(MATERIAL PROVIDED)
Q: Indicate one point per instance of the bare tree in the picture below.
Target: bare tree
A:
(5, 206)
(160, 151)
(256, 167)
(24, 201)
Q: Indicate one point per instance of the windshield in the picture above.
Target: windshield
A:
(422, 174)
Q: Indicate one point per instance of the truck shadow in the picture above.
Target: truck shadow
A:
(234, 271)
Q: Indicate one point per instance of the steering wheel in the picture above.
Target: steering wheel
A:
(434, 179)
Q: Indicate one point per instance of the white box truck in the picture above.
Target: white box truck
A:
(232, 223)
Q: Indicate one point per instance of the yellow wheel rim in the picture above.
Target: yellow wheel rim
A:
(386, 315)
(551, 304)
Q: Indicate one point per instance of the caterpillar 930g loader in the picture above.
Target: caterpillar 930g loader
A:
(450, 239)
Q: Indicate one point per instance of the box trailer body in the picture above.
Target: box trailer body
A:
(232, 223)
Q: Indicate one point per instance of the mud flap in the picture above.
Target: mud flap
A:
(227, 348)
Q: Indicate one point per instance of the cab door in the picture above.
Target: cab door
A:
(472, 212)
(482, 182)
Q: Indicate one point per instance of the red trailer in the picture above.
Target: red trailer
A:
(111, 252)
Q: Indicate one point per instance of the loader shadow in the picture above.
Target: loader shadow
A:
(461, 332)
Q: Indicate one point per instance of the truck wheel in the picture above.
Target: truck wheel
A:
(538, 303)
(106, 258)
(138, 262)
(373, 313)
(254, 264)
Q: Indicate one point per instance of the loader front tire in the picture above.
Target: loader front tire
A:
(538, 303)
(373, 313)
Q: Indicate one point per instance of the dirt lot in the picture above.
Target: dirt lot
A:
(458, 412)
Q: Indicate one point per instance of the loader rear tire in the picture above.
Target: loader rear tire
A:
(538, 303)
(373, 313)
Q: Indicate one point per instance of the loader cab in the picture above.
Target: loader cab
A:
(End MATERIAL PROVIDED)
> **EXERCISE PROMPT**:
State how many lines in the listing above contain "caterpillar". Nothing else is needed.

> **OUTPUT BELOW**:
2